▸ DIRECTIONS
Quote exactly, and only, the lines from the one with "Please spot the woman holding" through the end of the listing.

▸ THE INPUT
____
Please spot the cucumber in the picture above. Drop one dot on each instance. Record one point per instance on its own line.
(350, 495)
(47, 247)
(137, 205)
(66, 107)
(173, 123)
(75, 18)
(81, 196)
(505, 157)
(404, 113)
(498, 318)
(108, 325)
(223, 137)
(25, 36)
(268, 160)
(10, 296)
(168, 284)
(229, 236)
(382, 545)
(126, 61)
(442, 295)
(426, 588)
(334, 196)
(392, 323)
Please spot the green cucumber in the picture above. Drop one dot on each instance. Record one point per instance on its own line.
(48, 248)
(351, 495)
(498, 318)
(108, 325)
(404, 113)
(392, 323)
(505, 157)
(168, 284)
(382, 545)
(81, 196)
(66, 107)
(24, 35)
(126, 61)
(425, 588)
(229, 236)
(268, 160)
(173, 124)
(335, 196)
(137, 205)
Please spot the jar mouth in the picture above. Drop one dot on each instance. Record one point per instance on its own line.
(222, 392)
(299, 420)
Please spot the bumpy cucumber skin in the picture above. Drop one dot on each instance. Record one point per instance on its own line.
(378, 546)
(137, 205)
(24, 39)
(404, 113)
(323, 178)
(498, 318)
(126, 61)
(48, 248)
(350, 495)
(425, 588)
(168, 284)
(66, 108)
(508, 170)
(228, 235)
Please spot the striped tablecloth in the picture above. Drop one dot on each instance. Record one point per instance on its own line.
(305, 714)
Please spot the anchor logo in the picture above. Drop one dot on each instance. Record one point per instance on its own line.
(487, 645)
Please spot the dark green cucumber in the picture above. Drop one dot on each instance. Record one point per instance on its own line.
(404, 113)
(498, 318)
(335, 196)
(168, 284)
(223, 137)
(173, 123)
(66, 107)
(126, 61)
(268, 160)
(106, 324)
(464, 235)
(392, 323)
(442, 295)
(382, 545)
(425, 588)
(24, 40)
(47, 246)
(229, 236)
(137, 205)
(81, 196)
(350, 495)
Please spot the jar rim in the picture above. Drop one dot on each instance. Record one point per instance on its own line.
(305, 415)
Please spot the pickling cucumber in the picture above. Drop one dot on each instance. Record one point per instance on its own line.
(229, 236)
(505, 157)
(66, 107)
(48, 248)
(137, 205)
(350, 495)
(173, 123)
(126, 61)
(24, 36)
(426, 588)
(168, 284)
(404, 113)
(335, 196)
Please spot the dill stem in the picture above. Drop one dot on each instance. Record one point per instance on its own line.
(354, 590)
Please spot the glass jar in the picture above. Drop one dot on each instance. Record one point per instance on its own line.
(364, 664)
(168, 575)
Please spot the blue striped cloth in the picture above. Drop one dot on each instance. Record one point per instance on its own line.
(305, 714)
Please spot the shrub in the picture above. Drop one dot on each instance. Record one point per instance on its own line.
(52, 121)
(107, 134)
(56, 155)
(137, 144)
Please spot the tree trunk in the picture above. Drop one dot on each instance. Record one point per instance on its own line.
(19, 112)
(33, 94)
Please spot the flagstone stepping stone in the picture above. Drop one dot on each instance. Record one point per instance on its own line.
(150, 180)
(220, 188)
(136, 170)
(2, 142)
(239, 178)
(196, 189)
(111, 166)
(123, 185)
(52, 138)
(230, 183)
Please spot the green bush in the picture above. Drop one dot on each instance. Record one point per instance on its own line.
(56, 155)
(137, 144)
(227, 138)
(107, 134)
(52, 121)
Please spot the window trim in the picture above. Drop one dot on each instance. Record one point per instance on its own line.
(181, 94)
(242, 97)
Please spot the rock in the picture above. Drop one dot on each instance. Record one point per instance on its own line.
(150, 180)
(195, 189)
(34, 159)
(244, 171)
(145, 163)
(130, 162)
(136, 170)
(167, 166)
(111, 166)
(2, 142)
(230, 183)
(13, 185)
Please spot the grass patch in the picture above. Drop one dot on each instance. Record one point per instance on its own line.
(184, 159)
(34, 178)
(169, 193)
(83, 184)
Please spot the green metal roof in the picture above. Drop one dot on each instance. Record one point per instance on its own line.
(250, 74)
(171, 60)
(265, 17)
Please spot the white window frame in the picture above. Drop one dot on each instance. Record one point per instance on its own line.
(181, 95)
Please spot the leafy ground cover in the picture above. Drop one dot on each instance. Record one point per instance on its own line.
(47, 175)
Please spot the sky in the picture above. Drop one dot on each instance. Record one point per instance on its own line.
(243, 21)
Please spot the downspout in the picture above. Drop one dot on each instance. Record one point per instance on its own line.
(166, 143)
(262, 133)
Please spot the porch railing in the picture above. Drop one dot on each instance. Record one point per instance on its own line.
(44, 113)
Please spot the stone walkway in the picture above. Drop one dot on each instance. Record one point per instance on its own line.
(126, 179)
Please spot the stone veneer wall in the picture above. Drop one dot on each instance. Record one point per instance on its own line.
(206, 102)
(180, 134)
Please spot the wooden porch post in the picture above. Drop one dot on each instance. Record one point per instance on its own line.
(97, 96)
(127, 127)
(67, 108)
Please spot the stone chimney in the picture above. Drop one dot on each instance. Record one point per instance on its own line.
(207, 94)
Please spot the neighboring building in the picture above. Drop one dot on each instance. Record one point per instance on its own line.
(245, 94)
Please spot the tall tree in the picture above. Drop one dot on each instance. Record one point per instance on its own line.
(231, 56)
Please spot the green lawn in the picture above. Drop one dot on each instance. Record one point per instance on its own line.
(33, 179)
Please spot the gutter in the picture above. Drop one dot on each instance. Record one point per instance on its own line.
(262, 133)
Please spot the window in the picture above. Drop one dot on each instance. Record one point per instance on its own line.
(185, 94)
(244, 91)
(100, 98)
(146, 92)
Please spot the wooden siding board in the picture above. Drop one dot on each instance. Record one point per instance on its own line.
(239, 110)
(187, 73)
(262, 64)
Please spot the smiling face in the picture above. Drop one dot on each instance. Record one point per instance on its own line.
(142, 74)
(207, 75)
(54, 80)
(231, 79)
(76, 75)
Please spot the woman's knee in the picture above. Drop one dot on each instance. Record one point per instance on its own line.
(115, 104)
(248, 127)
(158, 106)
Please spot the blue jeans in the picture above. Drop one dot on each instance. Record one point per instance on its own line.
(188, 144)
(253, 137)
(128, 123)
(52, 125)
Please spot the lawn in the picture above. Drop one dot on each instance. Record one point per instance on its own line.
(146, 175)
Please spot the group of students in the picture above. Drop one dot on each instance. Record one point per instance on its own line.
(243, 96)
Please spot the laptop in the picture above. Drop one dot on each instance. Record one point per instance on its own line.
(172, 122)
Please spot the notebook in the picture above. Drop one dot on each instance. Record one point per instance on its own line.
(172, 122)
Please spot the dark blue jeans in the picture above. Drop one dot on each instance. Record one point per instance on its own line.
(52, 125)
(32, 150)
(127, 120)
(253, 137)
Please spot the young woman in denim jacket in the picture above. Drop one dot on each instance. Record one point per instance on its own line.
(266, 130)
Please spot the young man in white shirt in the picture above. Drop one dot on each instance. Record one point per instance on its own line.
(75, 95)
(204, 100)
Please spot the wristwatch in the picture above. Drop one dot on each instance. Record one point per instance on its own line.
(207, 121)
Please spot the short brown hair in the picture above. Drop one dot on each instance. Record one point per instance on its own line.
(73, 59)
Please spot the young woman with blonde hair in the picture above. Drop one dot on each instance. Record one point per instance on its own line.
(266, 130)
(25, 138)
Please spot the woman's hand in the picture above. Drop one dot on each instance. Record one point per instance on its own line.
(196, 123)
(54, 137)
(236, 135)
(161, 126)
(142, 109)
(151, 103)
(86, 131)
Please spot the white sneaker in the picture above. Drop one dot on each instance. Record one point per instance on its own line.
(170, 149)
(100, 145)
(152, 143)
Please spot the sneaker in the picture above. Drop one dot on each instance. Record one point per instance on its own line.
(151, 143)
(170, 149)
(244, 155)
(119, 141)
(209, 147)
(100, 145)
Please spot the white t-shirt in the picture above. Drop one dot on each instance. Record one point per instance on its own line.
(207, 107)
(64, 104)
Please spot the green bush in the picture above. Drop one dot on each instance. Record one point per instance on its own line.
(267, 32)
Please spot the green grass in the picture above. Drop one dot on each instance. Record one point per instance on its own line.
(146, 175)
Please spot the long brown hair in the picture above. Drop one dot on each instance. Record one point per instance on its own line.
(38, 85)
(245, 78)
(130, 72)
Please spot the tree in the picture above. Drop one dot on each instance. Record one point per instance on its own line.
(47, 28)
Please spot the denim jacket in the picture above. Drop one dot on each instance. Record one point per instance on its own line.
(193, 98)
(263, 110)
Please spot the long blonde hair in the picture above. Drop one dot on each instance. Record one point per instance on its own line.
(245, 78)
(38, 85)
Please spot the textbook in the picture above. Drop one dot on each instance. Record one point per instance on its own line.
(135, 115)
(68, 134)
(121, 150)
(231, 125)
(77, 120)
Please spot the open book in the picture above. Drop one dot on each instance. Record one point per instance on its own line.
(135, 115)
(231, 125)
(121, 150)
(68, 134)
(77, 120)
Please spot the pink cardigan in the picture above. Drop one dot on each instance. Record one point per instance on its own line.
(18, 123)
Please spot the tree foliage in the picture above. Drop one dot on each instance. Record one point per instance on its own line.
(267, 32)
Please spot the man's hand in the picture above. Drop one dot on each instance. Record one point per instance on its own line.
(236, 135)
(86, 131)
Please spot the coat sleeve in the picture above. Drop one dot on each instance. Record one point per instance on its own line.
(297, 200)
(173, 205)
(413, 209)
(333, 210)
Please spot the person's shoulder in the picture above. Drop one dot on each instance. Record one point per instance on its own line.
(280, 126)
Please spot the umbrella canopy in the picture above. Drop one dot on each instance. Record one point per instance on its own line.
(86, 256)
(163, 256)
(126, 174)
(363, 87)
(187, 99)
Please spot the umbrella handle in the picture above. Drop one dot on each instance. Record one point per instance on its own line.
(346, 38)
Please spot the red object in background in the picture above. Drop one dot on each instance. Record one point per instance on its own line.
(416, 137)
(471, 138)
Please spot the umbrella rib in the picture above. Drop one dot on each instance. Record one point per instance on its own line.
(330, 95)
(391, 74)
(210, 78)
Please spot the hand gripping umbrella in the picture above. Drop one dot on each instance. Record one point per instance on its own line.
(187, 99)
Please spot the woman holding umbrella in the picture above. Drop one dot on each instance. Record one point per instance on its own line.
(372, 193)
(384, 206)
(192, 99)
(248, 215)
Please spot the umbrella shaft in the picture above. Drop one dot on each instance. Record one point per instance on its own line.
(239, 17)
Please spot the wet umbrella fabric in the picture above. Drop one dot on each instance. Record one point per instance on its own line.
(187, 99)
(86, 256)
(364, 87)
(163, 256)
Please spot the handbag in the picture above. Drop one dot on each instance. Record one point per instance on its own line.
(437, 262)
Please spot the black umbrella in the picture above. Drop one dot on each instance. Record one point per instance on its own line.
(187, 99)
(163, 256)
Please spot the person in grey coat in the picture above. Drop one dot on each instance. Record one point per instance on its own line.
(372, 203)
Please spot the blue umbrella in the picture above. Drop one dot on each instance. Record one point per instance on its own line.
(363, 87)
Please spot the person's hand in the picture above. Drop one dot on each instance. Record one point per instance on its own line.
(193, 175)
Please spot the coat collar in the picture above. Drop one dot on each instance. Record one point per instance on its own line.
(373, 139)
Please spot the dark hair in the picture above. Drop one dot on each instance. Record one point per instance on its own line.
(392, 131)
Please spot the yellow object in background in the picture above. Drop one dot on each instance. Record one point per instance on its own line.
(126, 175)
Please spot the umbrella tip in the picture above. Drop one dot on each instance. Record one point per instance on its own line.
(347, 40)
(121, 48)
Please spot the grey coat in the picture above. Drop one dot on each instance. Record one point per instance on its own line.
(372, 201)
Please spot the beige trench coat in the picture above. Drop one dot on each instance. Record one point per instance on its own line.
____
▸ FULL SOLUTION
Please spot the woman holding umbrella in the picture above. Drop one dot on each instance. Record one point per instance on its own line.
(372, 193)
(384, 206)
(192, 99)
(248, 215)
Please spot the umbrella shaft in the picture above. Drop one dot on each instance. Record one point per instance on its own line.
(239, 17)
Please spot the wet umbrella fabric in the picture above. Drop one dot on each instance. Record one point per instance on its own line.
(187, 99)
(86, 256)
(364, 87)
(163, 256)
Please spot the handbag in the picture above. Drop one dot on each instance. Record one point per instance on its own line.
(437, 262)
Please spot the black umbrella in the picture above. Drop one dot on each instance. Record one point per instance on its own line.
(187, 99)
(163, 256)
Please spot the person in grey coat in the picture above. Drop one dot on each instance. Record one point per instance on its own line.
(372, 203)
Please spot the blue umbrella in the picture above. Drop one dot on each instance. Record one point per instance on its own line.
(363, 87)
Please spot the person's hand in the picture above. Drop one dot on each instance. Record one point per instance on its own line.
(193, 175)
Please spot the coat collar in the picture above. Drop one dot on each instance. Record one point per instance on its own line.
(373, 139)
Please spot the dark hair in the picture above. Drop one dot on each instance. Record one point per instance on its own line.
(392, 131)
Please spot the yellow object in background in the picture above. Drop one dot on each instance. Record one point per instance on its own line.
(126, 175)
Please spot the umbrella tip in the picture above. Drop one dot on each instance. Record one point per instance on its own line.
(347, 40)
(121, 48)
Please spot the grey coat in the picture above. Drop one dot on each instance. Record one point per instance on its own line.
(372, 201)
Please spot the beige trench coat in the picture above. Drop one dot on each instance. Record one point per instance on its own line.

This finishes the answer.